**Text block:**
==========
1. Put the corners in place.
2. Build the edge pieces.
3. Connect the corners and edges.
4. Build clusters by color.
5. Connect clusters.
6. Connect clusters and edges.

But there is one obvious step missing—looking at the entire picture before you start. It really helps, doesn’t it? Suppose I gave you 1,000 puzzle pieces but no picture. It would take you forever to put the pieces together because you couldn’t see how they were connected. However, if I gave you the picture—the finished product—you would say, “Now you’re cooking with gas!” and you would commence putting the puzzle together, using something like the system above.

When you combine seeing the picture and using the step-by-step system for connecting the pieces, you are using “The Whole-Part Method.” The Whole-Part Method was one part of Coach Wooden’s Trinity of Teaching [my title]. The other two parts were: The Laws of Learning and teaching Step-by-Step.

The Whole
When teaching us a basketball play (i.e. UCLA Cut), Coach Wooden had five players walk through the play in slow motion as he stopped it many times to explain how, when, and why things were to be done, all the while asking us if we understood. It was important to Coach that we could visualize the play working and why it worked.
==========
**Data rows:**
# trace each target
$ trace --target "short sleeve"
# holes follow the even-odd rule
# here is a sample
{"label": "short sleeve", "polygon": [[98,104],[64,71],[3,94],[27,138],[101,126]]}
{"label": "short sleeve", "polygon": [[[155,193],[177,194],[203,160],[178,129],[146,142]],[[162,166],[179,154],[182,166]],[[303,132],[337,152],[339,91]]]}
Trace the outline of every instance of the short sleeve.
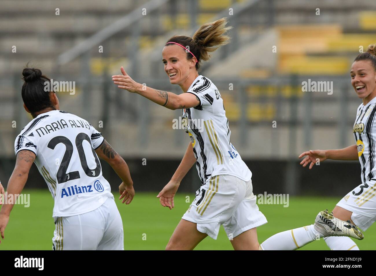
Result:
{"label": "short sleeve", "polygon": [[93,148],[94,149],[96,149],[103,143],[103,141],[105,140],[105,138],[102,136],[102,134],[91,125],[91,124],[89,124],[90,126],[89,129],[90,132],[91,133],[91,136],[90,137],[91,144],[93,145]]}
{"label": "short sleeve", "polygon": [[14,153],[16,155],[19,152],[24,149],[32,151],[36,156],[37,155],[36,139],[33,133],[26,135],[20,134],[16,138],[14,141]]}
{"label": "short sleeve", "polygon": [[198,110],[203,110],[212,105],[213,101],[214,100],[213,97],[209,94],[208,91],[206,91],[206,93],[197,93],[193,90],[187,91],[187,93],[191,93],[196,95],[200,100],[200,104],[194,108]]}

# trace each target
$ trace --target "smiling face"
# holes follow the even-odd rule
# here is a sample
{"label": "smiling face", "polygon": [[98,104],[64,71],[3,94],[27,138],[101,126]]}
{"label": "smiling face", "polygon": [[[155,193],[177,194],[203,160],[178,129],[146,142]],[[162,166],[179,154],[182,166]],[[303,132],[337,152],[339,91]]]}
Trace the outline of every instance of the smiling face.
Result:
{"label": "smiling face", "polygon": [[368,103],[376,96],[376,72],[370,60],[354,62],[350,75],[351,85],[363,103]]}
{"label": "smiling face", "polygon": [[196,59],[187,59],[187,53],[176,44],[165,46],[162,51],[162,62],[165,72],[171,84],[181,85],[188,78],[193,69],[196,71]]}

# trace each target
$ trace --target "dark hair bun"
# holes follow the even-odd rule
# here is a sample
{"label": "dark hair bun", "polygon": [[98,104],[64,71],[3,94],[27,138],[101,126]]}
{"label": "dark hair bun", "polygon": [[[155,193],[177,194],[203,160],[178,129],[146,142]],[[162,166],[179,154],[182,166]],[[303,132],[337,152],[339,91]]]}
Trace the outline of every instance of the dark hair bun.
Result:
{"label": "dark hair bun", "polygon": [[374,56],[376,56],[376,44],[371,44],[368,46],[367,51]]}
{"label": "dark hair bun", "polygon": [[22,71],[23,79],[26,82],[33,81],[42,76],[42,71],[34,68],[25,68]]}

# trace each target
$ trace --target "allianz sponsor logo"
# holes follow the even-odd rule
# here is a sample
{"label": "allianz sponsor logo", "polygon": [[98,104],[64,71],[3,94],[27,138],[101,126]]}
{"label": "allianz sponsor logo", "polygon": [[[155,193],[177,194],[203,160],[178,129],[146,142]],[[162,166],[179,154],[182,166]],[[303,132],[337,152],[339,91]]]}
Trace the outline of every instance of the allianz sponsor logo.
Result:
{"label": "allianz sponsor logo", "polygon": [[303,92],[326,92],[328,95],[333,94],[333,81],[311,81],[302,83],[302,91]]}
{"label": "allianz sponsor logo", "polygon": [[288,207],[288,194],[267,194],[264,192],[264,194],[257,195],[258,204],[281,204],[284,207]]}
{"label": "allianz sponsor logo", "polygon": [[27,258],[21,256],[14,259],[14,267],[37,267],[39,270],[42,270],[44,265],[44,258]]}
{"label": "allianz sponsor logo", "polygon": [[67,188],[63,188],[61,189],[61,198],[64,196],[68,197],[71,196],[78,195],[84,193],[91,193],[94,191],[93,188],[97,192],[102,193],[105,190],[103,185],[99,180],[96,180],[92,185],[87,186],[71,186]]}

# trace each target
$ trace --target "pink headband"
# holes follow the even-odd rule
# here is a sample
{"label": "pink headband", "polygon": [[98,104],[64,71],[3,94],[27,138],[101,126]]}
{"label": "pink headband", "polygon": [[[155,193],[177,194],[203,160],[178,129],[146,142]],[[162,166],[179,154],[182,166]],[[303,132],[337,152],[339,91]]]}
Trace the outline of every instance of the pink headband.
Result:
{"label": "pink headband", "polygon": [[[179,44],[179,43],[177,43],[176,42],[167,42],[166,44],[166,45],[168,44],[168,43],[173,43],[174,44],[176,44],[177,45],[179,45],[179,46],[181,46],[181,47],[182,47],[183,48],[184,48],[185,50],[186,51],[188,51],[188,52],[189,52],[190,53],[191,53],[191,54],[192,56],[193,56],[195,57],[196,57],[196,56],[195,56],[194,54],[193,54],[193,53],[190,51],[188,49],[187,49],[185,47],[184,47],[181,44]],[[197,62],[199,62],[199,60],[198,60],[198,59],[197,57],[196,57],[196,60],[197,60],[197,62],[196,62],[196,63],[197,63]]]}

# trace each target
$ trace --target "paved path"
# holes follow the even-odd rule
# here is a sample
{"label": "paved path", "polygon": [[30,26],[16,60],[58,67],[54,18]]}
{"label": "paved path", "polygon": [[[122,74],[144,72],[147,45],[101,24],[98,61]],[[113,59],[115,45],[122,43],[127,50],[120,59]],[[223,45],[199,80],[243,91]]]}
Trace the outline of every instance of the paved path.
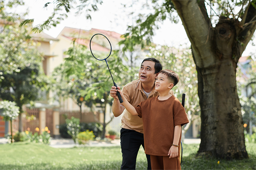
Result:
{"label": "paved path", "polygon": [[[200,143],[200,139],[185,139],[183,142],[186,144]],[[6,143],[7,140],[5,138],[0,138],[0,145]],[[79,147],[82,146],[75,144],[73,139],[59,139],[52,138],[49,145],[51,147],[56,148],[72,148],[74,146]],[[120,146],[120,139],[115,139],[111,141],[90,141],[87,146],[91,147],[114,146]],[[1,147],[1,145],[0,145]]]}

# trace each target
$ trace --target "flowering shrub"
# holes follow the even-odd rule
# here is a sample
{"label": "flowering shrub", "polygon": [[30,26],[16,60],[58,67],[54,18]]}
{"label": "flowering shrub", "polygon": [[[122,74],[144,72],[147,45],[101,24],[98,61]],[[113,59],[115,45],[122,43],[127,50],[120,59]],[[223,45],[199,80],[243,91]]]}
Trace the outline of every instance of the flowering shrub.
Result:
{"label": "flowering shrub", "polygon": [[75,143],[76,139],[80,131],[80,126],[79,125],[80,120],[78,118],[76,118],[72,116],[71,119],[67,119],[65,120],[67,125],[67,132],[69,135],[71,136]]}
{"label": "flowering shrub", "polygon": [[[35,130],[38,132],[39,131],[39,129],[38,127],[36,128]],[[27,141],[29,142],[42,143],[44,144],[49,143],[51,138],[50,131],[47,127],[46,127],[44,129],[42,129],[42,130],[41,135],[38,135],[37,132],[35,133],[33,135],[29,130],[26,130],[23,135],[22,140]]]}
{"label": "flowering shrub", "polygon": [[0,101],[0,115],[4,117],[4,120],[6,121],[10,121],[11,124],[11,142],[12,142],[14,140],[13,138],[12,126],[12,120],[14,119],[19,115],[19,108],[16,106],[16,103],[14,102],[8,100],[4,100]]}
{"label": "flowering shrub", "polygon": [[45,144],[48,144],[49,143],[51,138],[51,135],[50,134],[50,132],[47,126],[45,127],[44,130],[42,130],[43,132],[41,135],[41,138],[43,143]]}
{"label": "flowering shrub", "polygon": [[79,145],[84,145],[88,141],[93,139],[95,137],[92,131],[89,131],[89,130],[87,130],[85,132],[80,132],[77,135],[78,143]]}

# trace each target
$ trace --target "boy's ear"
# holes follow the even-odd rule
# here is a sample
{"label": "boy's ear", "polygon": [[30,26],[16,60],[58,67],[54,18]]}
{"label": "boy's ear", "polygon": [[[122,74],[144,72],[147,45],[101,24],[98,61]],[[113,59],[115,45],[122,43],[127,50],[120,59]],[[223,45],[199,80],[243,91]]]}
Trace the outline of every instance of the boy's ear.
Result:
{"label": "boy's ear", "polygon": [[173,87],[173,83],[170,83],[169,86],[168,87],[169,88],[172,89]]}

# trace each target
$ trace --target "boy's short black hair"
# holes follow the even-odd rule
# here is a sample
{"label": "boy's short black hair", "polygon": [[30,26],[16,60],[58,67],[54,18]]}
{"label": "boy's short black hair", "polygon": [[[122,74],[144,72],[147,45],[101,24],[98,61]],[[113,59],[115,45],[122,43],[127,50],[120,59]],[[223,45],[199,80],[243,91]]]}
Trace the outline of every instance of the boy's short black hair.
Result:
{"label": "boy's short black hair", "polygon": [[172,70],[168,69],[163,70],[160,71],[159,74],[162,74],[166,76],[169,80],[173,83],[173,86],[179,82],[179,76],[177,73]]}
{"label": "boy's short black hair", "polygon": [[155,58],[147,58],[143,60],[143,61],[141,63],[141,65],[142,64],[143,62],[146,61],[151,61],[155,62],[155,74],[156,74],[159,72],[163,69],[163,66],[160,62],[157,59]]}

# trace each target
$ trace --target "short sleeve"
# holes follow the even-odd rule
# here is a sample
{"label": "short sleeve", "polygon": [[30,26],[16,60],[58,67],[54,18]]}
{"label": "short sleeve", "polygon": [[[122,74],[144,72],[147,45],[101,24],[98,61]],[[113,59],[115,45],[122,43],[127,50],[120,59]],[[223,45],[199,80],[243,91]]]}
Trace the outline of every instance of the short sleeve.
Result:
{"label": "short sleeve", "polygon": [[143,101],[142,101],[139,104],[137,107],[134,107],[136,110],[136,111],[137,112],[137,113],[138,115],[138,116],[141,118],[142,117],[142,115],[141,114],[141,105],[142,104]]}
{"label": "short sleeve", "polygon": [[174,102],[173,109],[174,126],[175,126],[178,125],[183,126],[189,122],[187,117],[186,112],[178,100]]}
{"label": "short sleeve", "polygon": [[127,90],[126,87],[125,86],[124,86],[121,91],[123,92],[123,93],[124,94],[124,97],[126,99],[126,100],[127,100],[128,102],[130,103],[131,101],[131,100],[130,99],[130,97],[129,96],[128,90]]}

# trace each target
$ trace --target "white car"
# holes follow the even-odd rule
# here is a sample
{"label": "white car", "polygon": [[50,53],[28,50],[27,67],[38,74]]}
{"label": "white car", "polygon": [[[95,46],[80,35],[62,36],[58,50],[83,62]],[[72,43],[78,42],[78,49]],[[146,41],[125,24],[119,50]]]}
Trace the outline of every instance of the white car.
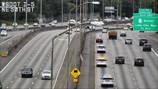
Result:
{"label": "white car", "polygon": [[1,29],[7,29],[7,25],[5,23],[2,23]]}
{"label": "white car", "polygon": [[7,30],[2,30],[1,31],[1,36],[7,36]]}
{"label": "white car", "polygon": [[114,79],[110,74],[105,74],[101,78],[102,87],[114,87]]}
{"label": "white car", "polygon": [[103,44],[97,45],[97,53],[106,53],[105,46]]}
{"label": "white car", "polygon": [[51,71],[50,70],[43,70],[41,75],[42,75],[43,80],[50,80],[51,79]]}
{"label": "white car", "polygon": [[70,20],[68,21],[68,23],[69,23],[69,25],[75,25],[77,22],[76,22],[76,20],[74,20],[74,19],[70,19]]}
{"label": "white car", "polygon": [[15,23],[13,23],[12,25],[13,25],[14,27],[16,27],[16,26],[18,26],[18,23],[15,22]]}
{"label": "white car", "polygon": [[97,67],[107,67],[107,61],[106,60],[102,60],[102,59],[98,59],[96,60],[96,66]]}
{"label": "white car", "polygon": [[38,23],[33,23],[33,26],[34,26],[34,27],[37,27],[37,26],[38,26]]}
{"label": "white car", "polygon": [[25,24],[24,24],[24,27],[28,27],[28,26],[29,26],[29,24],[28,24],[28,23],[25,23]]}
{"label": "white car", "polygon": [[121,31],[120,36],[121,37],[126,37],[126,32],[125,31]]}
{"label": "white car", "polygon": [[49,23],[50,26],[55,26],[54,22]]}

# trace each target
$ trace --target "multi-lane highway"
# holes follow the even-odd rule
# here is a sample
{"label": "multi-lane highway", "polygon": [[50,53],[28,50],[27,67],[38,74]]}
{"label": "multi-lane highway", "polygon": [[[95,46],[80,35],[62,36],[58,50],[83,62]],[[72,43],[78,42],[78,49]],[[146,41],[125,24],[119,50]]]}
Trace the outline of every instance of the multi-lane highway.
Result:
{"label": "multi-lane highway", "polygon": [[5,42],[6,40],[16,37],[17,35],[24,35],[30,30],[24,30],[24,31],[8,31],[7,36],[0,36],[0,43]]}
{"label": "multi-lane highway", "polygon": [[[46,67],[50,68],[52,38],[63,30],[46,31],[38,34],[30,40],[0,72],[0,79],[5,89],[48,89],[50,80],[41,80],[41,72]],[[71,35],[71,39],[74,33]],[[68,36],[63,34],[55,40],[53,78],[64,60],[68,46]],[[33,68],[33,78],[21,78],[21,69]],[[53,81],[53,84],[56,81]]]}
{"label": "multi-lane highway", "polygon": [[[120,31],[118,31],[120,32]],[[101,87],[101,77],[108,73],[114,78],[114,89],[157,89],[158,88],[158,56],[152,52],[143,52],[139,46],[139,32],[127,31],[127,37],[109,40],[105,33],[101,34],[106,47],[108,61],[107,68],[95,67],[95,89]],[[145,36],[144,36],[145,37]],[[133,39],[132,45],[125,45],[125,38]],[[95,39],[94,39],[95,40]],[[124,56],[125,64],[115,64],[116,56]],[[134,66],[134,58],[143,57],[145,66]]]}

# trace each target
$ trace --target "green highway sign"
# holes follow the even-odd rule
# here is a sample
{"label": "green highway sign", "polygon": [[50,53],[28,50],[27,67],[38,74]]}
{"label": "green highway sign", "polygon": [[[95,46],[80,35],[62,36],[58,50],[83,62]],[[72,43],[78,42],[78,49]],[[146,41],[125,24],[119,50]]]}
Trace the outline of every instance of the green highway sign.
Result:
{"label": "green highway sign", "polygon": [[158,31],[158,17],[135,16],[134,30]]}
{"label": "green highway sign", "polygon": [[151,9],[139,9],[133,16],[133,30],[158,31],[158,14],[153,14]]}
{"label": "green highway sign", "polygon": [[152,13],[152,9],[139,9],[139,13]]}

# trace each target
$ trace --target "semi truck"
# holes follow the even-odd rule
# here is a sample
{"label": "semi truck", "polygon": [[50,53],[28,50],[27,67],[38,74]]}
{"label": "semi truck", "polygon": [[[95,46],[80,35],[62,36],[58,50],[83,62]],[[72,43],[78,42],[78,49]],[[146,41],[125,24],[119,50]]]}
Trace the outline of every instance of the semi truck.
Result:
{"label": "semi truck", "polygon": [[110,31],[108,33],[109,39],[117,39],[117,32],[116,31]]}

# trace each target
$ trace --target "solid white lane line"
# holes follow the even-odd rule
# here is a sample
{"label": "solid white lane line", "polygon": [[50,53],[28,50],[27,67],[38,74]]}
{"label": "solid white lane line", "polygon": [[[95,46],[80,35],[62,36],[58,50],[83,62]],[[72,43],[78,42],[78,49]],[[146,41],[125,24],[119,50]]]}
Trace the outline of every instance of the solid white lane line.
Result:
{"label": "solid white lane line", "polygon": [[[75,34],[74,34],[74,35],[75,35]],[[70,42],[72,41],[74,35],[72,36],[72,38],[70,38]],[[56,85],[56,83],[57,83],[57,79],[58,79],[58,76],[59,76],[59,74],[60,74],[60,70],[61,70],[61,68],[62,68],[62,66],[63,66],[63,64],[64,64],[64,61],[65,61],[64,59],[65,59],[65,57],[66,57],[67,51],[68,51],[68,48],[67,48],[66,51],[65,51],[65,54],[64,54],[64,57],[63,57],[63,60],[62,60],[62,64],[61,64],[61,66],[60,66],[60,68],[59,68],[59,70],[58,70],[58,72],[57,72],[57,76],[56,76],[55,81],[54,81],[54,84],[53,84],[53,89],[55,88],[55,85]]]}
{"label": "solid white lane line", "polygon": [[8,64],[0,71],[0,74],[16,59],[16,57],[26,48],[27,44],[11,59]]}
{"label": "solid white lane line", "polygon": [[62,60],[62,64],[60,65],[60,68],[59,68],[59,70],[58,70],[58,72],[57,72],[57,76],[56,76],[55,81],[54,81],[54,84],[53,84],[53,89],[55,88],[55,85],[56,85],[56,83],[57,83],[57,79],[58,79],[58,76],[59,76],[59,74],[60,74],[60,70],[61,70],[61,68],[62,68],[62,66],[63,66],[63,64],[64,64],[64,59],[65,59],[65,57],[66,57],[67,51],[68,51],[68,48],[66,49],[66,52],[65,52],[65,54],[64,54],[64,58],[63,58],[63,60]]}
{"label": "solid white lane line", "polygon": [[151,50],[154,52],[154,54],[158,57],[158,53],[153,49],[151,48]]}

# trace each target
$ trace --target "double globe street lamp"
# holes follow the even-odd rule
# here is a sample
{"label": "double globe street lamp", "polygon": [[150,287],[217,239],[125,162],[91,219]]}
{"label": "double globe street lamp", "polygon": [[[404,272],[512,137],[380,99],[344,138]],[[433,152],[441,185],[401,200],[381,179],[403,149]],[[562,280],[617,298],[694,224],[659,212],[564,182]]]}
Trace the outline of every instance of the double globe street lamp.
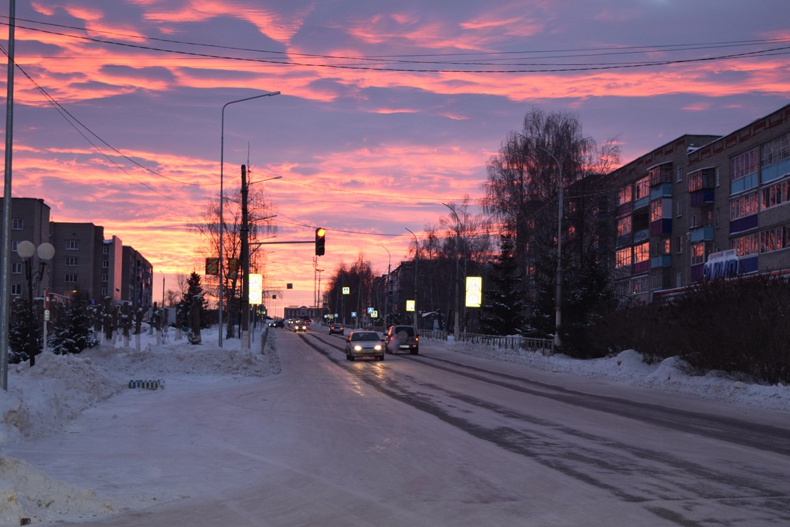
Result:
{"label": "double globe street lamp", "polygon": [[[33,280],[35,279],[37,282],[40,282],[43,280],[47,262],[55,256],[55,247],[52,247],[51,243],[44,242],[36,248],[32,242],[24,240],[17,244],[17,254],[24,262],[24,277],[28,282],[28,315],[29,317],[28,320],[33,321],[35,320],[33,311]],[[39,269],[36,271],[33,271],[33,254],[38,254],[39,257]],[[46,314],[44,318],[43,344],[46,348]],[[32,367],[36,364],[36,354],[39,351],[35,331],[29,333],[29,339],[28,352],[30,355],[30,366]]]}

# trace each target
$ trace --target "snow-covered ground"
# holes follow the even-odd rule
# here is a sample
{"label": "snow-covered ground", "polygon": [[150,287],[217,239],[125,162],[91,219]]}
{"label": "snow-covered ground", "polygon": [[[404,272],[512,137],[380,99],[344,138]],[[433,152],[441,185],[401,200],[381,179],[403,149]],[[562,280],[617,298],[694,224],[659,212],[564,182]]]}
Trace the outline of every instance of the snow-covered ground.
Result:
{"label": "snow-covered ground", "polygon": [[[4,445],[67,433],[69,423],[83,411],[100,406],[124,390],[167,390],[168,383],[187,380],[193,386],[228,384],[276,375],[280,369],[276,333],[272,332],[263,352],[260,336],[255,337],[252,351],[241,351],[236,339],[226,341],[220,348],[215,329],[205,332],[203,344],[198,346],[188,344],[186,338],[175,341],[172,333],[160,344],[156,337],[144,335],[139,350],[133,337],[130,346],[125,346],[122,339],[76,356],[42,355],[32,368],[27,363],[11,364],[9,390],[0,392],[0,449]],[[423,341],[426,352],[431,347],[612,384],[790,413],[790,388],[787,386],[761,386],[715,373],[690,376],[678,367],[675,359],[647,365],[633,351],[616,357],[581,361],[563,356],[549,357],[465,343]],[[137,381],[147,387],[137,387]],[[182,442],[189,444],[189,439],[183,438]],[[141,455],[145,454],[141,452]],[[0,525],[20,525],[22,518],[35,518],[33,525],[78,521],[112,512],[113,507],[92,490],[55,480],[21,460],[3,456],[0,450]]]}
==========
**Task to carry out:** Rewrite the passage on Coach Wooden's teaching method, starting at "2. Build the edge" and ending at "and teaching Step-by-Step.", replacing "picture" with "image".

**In response:**
2. Build the edge pieces.
3. Connect the corners and edges.
4. Build clusters by color.
5. Connect clusters.
6. Connect clusters and edges.

But there is one obvious step missing—looking at the entire image before you start. It really helps, doesn’t it? Suppose I gave you 1,000 puzzle pieces but no image. It would take you forever to put the pieces together because you couldn’t see how they were connected. However, if I gave you the image—the finished product—you would say, “Now you’re cooking with gas!” and you would commence putting the puzzle together, using something like the system above.

When you combine seeing the image and using the step-by-step system for connecting the pieces, you are using “The Whole-Part Method.” The Whole-Part Method was one part of Coach Wooden’s Trinity of Teaching [my title]. The other two parts were: The Laws of Learning and teaching Step-by-Step.